Stored items
###

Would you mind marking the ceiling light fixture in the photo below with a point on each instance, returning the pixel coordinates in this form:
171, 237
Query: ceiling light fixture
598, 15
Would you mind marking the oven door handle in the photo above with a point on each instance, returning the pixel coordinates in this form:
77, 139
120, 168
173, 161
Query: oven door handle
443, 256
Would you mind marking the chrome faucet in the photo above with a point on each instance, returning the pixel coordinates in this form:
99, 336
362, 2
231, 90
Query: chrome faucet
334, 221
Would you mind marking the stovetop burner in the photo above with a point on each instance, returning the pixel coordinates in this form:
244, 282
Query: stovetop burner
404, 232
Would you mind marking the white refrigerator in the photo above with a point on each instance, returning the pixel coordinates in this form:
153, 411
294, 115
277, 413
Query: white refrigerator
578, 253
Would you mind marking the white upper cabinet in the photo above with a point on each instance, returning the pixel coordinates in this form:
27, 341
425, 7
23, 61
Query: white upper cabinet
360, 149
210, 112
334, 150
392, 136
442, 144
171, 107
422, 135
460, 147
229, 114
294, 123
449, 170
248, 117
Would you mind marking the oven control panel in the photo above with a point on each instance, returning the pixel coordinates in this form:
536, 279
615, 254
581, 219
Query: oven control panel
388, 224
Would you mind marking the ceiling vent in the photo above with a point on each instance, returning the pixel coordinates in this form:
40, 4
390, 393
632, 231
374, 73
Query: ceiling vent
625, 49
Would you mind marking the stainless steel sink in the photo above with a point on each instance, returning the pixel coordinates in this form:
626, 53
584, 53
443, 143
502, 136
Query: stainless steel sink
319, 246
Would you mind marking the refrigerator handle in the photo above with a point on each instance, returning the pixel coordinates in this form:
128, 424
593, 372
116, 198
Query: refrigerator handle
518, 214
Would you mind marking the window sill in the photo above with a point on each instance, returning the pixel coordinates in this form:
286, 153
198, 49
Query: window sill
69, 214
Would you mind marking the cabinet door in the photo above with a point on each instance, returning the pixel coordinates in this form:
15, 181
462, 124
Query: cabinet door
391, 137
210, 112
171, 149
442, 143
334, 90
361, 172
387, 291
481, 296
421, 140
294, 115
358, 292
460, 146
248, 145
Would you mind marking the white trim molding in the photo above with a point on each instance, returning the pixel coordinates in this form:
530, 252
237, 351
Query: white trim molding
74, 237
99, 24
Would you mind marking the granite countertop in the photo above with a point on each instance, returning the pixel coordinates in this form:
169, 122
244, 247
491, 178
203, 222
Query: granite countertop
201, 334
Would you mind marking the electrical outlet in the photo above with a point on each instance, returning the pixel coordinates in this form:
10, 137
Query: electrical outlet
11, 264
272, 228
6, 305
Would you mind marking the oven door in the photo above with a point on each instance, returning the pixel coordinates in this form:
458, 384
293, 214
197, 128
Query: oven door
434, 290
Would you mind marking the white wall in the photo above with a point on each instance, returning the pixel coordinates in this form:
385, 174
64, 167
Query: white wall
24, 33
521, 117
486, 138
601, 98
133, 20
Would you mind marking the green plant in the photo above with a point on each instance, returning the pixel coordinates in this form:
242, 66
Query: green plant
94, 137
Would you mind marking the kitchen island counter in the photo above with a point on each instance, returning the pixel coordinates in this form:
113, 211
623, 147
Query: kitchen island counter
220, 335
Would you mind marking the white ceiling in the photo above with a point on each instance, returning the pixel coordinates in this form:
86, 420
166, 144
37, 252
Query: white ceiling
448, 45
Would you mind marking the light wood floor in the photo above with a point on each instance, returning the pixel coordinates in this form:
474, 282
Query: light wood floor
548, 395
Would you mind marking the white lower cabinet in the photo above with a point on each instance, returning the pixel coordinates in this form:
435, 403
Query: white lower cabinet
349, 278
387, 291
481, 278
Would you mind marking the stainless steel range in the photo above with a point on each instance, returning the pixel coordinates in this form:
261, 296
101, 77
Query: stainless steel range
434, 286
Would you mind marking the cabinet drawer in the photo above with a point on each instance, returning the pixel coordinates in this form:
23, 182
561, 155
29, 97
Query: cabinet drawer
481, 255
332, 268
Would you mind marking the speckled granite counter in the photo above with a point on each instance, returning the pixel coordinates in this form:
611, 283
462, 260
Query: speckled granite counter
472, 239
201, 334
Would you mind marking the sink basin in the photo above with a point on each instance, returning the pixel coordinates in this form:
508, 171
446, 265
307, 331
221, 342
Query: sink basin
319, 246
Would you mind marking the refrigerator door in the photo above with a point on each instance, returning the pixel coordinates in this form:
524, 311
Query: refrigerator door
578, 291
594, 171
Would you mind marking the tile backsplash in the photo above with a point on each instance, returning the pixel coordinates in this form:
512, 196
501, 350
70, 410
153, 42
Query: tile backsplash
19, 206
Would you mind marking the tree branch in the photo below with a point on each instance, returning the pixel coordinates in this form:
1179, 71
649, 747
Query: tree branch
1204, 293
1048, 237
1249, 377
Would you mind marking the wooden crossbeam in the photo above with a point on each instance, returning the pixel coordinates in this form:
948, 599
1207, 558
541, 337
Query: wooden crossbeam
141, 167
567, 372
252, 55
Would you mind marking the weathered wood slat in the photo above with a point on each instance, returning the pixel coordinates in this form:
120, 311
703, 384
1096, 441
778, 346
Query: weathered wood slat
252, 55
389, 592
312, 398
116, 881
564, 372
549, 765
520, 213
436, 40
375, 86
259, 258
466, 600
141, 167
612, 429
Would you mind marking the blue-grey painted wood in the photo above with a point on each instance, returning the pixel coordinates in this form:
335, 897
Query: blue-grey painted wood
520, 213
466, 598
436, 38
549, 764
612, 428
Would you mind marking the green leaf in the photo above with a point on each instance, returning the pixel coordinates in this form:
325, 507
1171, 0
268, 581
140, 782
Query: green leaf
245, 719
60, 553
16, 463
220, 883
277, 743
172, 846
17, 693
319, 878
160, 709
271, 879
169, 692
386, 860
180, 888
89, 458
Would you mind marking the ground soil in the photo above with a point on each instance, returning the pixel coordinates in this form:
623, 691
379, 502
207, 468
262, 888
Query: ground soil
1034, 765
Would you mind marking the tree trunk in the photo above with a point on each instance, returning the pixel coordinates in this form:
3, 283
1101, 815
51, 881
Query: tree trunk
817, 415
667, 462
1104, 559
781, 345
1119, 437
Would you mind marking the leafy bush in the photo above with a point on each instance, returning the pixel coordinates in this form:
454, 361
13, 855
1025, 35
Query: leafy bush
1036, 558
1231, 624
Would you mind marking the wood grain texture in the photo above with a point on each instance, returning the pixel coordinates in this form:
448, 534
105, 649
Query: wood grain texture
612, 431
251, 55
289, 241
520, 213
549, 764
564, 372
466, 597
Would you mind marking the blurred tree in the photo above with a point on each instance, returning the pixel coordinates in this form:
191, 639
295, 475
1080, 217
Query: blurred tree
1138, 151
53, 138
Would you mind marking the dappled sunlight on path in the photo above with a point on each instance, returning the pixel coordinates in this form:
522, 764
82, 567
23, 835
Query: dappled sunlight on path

###

### What is being asked
When you answer, return the records above exactly as they stand.

### Result
Would you mind marking the ceiling light fixture in the photo below with a point on each instance, returning the pixel coordinates in this form:
171, 237
Query: ceiling light fixture
598, 15
Would you mind marking the oven door handle in the photo above with a point on each instance, returning the pixel coordinates in this form:
77, 139
120, 168
173, 161
Query: oven door handle
443, 256
Would you mind marking the chrome faucet in the photo above with a point on each instance, returning the pixel coordinates in this form:
99, 336
362, 2
231, 90
Query: chrome faucet
334, 221
Would you mind marking the stovetop burner in the photo above with a point on each instance, returning the pixel coordinates in this form:
244, 282
Query: stovetop burner
404, 232
Would you mind marking the white refrigerator in the photo above with a point on each instance, returning the pixel coordinates in this form:
153, 411
294, 115
277, 413
Query: white refrigerator
578, 253
Would you mind marking the white upper cabinet in the photo above with a point on each instance, returning the pixel coordinates in this form:
27, 341
425, 7
23, 61
Query: white upper cabinet
360, 149
210, 112
334, 150
392, 136
442, 144
171, 107
422, 135
460, 147
229, 114
294, 123
449, 170
248, 117
Would you mind marking the oven control panel in the photo above with a point on each instance, returning the pixel coordinates in this form:
536, 279
615, 254
581, 219
Query: oven control panel
388, 224
Would you mind marking the ceiling vent in the photo above with a point on each instance, returning the pixel coordinates in this form:
40, 4
390, 393
632, 231
374, 73
Query: ceiling vent
625, 49
Would you mind marking the stainless steel sink in the photo above with a point on each instance, returning the pixel coordinates in this form:
626, 53
584, 53
443, 143
502, 136
Query: stainless steel sink
319, 246
Would you mind marking the refrigerator handle in the photo above with a point on each instance, returning the pixel coordinates in this form:
128, 424
593, 372
116, 198
Query: refrigerator handle
518, 214
Would you mind marking the window sill in the photo above with a point on each instance, returning the pixel coordinates in this form:
286, 153
198, 49
Query: window sill
69, 214
Would you mind marking the cabinet door in the photo above with a point on each instance, returning the pixel coordinates in this form:
15, 181
462, 124
Query: cabinet door
391, 137
210, 112
171, 149
442, 143
334, 90
361, 172
387, 291
481, 296
421, 140
294, 115
358, 292
460, 146
248, 145
Would you mind marking the white trim molding in the photo above with a point on each instance, returning the pixel coordinates in this form:
530, 252
237, 351
Query: white trim molding
74, 237
99, 24
Would you mind marking the granite countertop in the photo above with a point on each instance, returning the pixel coordinates in this form:
169, 122
244, 247
491, 178
203, 222
Query: granite countertop
201, 334
Would you mind marking the electrical outlet in the photo above with a point on each instance, returning the pixel coordinates in this form:
10, 137
Query: electrical outlet
11, 264
272, 228
6, 305
Would you mind marking the oven door in the photo above with a point on each instance, returning the pixel coordinates in this form:
458, 384
293, 214
197, 128
Query: oven door
434, 290
Would you mind marking the white wall in the photo above with a point on each instance, returning the pixel coordinates in this form:
385, 174
64, 167
Query: white wall
24, 33
521, 117
486, 138
601, 98
133, 20
Would you mind marking the green plant in the photo above with a point on each instance, returning the pixel coordinates in this form:
242, 66
Query: green plant
94, 137
Would you mind marking the kitchen island counter in the photo above with a point on each instance, returning the pixel coordinates in this form:
113, 211
623, 147
Query: kitchen island counter
220, 335
Would you mind marking the white ceiling in the photo above with a point on each instance, returning the pixel coordinates in this form:
86, 420
166, 144
37, 252
Query: white ceiling
448, 45
Would you mind marking the light wood floor in the photo above with a point on each instance, returning the pixel coordinates in this form:
474, 282
Query: light wood floor
548, 395
Would you mind marking the white lower cabinet in the photo above with a point on each instance, returning the pixel coordinates in this form:
435, 403
Query: white lower cabinet
349, 278
387, 291
481, 278
Would you mind marking the stainless steel range in the photo above with a point on each instance, returning the pixel coordinates in this form:
261, 296
101, 77
Query: stainless steel range
434, 286
Would you mind marking the cabinet drawer in the photo above with a point on each instance, returning the pixel coordinates in this form:
23, 182
561, 155
29, 97
Query: cabinet drawer
481, 255
332, 268
Would you mind marking the speckled granite counter in the photo above with a point on each instance, returning the pixel coordinates in this form:
611, 283
462, 260
Query: speckled granite counter
472, 239
201, 334
Would you mind marking the sink basin in the photo above with a point on each instance, returning the pixel coordinates in this form:
508, 171
446, 265
307, 331
221, 342
Query: sink basin
319, 246
Would you mind marking the refrigerator door in the photo above with a point on each instance, returning the pixel coordinates in this form:
524, 311
Query: refrigerator door
578, 291
594, 171
Would you mind marking the tile backsplash in the photo above with a point on each instance, returning the pixel coordinates in this form:
512, 196
501, 350
70, 410
153, 42
Query: tile backsplash
19, 206
Would you mind marking the tree branch in the photo below with a point on each instance, returning the pixel coordinates in this form:
1179, 71
649, 747
Query: tree branch
1204, 293
1048, 237
1249, 377
Would you mind marking the wooden crossbeam in the photo above with a point on each instance, returning the pixel coordinates in this form:
948, 599
1207, 558
541, 337
Query: wooden crossbeam
141, 167
567, 372
252, 55
Would you mind marking the weathered wood slat in the photo above with a point on each instance, returning the pixel coordinates in this form:
120, 311
703, 384
1096, 441
778, 346
Query: weathered wood slat
252, 55
389, 592
312, 398
116, 881
564, 372
549, 765
520, 213
436, 40
375, 86
259, 258
466, 600
141, 167
612, 429
Would you mind marking the blue-grey painted wood in the photo above with a point on each instance, returning the pixel coordinates in this form:
335, 897
Query: blue-grey painted wood
520, 213
466, 598
436, 38
549, 764
612, 428
Would you mind marking the green leaf in the photo above with a point on each instance, returning the pixel coordinates in this form:
325, 507
1171, 0
268, 581
140, 782
Query: green leaf
245, 719
60, 553
16, 463
220, 883
277, 743
172, 846
17, 693
319, 878
160, 709
271, 879
169, 692
386, 860
180, 888
89, 458
Would you mind marking the ground soil in the photo above with a point on each instance, returning the pixel coordinates in this form:
623, 691
379, 502
207, 468
262, 888
Query: ground soil
1034, 765
Would you mind marking the tree trunk in the photo above with a point on each instance, returning the pixel coordinates in this form:
3, 283
1101, 815
51, 881
Query: tree trunk
817, 415
667, 462
1104, 559
781, 345
1119, 437
Would you mind marking the leafy bush in the photo above with a point on each instance, returning the pixel coordinates in this form:
454, 361
13, 855
1025, 35
Query: leafy bush
1036, 558
1231, 624
Would you mind marking the wood grain texture in the photo above with a point on each instance, returning the pixel coordinates in this form:
448, 534
105, 649
Query: wood grain texture
612, 431
251, 55
289, 241
520, 213
549, 764
564, 372
466, 597
Would you mind marking the blurred tree in the photo above with a point on each instance, returning the pixel coordinates in this form:
191, 639
295, 475
1080, 217
Query: blurred tree
1138, 151
53, 138
Would you mind marking the dappled sunlight on path in the photo above with a point on each instance, returning the pixel coordinates in this form:
522, 764
82, 567
23, 835
Query: dappled sunlight on path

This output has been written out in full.